*** Text shown ***

Objection Overruled! Lay People can Distinguish Large Language Models from Lawyers, but still Favour Advice from an LLM
Eike Schneiders, Tina Seabrooke, Joshua Krook, Richard Hyde, Natalie Leesakul, Jeremie Clos, Joel Fischer
TL;DR
This study probes how laypeople respond to AI-generated versus lawyer-generated legal advice, focusing on two aspects: willingness to act on such advice when the source is unknown and the ability to distinguish the source afterward. Across three experiments (N total = 288), the authors find that informants are more willing to act on LLM-generated advice when the advice source is not disclosed, a result robust across experiments 1 and 2, and they demonstrate above-chance discrimination of sources in Experiment 3 (AUC = $0.59$). The discussion links these effects to language complexity, potential overtrust in AI, and policy implications, including transparency and AI literacy strategies. The work underscores the practical risk that non-experts may overvalue AI-generated legal guidance when the source is opaque, even as they retain partial ability to identify AI authorship. Overall, the findings motivate caution in deploying LLM-based legal assistance and point to avenues for improving transparency and user education.
Abstract
Large Language Models (LLMs) are seemingly infiltrating every domain, and the legal context is no exception. In this paper, we present the results of three experiments (total N = 288) that investigated lay people's willingness to act upon, and their ability to discriminate between, LLM- and lawyer-generated legal advice. In Experiment 1, participants judged their willingness to act on legal advice when the source of the advice was either known or unknown. When the advice source was unknown, participants indicated that they were significantly more willing to act on the LLM-generated advice. The result of the source unknown condition was replicated in Experiment 2. Intriguingly, despite participants indicating higher willingness to act on LLM-generated advice in Experiments 1 and 2, participants discriminated between the LLM- and lawyer-generated texts significantly above chance-level in Experiment 3. Lastly, we discuss potential explanations and risks of our findings, limitations and future work.

*** Information provided ***

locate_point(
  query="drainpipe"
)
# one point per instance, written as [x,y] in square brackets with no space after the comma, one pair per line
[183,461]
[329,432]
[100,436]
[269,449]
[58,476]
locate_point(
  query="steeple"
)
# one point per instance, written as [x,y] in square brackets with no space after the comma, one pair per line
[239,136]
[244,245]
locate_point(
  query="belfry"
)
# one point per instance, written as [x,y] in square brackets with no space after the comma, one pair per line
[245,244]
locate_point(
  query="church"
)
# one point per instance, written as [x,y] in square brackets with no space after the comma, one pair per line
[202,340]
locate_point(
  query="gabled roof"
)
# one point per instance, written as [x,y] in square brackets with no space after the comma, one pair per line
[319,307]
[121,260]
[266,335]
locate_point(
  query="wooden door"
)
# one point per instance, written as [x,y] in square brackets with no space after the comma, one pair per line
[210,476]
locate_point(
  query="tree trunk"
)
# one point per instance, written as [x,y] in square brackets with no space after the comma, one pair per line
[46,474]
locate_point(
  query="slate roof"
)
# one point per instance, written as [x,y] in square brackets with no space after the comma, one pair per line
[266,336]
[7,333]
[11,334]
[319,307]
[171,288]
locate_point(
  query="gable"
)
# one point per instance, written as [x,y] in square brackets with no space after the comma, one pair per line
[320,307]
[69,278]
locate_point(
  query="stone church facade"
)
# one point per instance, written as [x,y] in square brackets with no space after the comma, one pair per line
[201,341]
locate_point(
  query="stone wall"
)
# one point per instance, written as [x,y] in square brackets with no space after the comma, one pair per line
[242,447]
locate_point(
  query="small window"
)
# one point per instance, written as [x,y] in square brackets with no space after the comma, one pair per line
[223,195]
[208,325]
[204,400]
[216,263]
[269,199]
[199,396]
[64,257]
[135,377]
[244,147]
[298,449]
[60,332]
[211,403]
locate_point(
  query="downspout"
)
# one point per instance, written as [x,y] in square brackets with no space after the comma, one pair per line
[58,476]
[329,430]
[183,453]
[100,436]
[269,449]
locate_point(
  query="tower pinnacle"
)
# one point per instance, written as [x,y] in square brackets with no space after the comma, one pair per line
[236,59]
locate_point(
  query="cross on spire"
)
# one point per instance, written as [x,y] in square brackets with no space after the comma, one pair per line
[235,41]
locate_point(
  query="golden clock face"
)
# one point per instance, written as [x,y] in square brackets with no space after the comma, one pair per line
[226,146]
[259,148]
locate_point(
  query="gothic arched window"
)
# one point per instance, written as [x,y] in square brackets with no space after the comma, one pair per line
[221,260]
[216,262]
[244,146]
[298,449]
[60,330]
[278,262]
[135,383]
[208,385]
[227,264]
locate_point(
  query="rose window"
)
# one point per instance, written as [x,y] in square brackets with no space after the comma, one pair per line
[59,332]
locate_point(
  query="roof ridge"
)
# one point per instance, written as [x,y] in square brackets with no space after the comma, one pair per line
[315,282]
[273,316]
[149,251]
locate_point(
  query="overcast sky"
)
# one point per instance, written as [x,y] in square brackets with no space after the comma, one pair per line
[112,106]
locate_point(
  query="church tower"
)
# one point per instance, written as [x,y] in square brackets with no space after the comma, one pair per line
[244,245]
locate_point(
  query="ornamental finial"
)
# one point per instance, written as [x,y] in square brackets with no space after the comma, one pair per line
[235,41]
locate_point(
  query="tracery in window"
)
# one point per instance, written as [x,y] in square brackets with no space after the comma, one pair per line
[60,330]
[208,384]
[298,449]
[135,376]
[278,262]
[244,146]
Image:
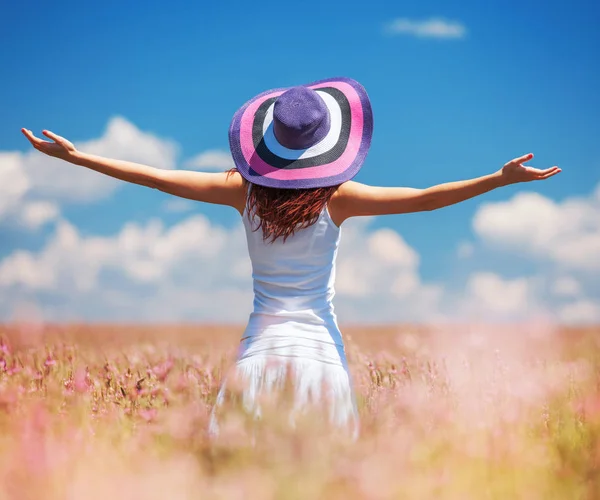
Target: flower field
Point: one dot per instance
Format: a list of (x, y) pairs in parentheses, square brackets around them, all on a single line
[(115, 412)]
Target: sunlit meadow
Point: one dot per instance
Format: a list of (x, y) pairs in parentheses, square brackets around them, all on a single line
[(102, 412)]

***

_Assignment_.
According to the text on LLM- and lawyer-generated legal advice, how many participants took part across all three experiments?

_Response below_.
288